## Apply what you read
1. Can you extract the passage of the report on the Raqa strikes that begins at the words "Activists and a" and stops after the words "people in Paris."?
2. Can you sum up the report on the Raqa strikes in two sentences?

## Text provided
# # # # #
BEIRUT: US-led coalition warplanes have pounded the Islamic State group in Syria after the Paris attacks, with French raids hitting IS stronghold Raqa and another strike destroying dozens of oil tankers.
In its first major military response to Friday’s attacks in Paris, France said 12 of its warplanes had hit IS positions in Raqa, the jihadists’ de facto Syrian capital.
In Paris, President Francois Hollande said France would “intensify” operations in Syria.
“We will continue the strikes in the weeks to come,” he told an exceptional meeting of both houses of parliament.
Activists and a monitoring group said the wave of strikes had shaken Raqa and sparked panic, but the number of casualties was not yet known.
“There were at least 36 explosions overnight in Raqa city, some caused by air strikes and some by weapons and explosives detonating after being hit,” said Rami Abdel Rahman, director of the Syrian Observatory for Human Rights.
“The blasts shook the entire city,” he told Agence France-Presse.
France’s defense ministry said warplanes, including Rafale and Mirage fighters, had dropped 20 bombs on targets including a command post, a recruitment centre and arms depots south of Raqa.
A training camp west of the city was also hit, it said.
The strikes came after IS claimed responsibility for the bomb and gun attacks that killed at least 129 people in Paris.
“IS has imposed a security alert on the city, and it is difficult to confirm information about casualties from hospitals there,” Abdel Rahman said.
He said IS had already imposed security measures in Raqa after previous raids, including evacuating some headquarters and moving the families of foreign fighters elsewhere.
An activist group, Raqa is Being Slaughtered Silently (RBSS), said the raids caused “panic” among civilians but that no civilians appeared to have been killed.
“IS is not allowing people to walk around and has cut off all the electricity,” said RBSS activist Abu Mohammad, who is from Raqa.
Speaking via the Internet, he said IS members typically take refuge in bomb shelters during strikes.
Raqa is regularly targeted by US-led coalition aircraft, Syrian warplanes and more recently Russian air strikes which began on September 30.
Experts said France’s strikes could be useful if they were based on solid information, but warned that intelligence gaps and the risks of civilian deaths have long been obstacles to targeting IS.
“If the French do have good intelligence on where they’re targeting and they are doing it for good reason rather than to just lash out, then it could in the long term build into something useful,” analyst and researcher Charlie Winter told Agence France-Presse.
# # # # #
## Excerpted records
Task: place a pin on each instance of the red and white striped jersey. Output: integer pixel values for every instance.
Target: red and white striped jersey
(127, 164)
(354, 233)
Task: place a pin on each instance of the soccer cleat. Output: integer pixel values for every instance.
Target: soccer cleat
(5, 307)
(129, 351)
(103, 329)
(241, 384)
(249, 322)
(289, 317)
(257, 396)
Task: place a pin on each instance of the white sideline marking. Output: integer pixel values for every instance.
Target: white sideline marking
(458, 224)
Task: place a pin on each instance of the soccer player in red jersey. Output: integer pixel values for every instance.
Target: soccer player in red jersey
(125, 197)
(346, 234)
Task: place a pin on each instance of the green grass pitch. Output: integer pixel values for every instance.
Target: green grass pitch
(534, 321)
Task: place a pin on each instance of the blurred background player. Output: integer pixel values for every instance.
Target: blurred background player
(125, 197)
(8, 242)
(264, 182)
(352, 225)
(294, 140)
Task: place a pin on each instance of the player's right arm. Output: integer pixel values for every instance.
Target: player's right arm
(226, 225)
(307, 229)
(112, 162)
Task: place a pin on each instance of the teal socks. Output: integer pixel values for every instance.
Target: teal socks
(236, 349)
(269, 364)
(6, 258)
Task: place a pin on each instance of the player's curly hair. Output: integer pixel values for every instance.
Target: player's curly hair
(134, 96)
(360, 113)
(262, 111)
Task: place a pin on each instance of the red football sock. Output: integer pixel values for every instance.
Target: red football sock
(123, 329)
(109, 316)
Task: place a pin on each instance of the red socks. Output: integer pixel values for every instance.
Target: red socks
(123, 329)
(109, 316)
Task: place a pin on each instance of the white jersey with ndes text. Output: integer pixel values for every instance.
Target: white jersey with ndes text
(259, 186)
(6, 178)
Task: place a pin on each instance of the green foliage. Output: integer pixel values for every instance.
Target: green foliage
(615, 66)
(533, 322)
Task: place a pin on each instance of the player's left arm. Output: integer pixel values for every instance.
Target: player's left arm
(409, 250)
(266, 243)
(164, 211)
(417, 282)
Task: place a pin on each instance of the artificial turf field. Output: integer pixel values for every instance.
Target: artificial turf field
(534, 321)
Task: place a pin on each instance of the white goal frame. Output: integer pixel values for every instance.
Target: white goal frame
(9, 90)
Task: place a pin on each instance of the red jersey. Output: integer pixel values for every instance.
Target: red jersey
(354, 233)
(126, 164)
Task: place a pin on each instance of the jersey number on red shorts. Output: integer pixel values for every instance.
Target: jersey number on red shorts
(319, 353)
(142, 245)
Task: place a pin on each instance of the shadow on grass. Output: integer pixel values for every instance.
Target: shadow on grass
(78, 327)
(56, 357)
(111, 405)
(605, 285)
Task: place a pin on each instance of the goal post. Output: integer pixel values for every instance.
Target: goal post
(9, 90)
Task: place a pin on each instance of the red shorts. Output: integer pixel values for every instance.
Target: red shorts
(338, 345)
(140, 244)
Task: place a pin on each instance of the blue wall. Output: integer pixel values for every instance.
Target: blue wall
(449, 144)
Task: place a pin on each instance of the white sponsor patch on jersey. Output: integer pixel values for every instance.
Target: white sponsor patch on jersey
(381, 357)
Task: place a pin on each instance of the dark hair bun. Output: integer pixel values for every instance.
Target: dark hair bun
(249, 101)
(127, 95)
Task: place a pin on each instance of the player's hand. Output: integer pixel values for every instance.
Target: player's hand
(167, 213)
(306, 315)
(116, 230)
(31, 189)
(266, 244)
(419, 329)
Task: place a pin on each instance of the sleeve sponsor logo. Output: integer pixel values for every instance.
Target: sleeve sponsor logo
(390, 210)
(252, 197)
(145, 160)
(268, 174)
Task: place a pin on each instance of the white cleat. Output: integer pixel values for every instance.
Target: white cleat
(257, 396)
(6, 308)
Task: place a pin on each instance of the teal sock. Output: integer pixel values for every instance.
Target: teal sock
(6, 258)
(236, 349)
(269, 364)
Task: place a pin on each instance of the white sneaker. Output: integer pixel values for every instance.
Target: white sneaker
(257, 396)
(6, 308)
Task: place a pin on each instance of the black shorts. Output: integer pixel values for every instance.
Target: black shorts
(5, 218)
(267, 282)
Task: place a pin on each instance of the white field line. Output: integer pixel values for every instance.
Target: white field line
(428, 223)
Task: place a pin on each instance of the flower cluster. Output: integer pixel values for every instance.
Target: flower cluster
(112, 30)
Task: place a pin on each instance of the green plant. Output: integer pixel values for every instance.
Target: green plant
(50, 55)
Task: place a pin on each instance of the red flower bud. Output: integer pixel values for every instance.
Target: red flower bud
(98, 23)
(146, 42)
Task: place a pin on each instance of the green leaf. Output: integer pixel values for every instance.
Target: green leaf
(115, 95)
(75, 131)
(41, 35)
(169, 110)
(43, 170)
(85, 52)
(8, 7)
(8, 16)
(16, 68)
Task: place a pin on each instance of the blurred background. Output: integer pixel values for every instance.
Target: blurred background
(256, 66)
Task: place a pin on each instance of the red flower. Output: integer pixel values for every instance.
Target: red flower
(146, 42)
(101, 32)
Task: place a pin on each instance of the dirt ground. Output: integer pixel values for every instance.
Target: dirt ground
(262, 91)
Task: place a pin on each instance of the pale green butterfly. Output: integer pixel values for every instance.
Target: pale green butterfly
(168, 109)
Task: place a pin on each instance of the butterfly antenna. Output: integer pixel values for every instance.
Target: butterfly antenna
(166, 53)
# # # # #
## Results in order
1.
Activists and a monitoring group said the wave of strikes had shaken Raqa and sparked panic, but the number of casualties was not yet known.
“There were at least 36 explosions overnight in Raqa city, some caused by air strikes and some by weapons and explosives detonating after being hit,” said Rami Abdel Rahman, director of the Syrian Observatory for Human Rights.
“The blasts shook the entire city,” he told Agence France-Presse.
France’s defense ministry said warplanes, including Rafale and Mirage fighters, had dropped 20 bombs on targets including a command post, a recruitment centre and arms depots south of Raqa.
A training camp west of the city was also hit, it said.
The strikes came after IS claimed responsibility for the bomb and gun attacks that killed at least 129 people in Paris.

2. After IS claimed the Paris attacks that killed at least 129 people, French warplanes struck IS positions in Raqa, hitting a command post, a recruitment center, arms depots and a training camp, and President Francois Hollande said the strikes would continue in the weeks to come. A monitoring group and activists reported dozens of explosions and panic in the city but could not yet confirm casualties, while experts said the strikes could prove useful if based on solid information.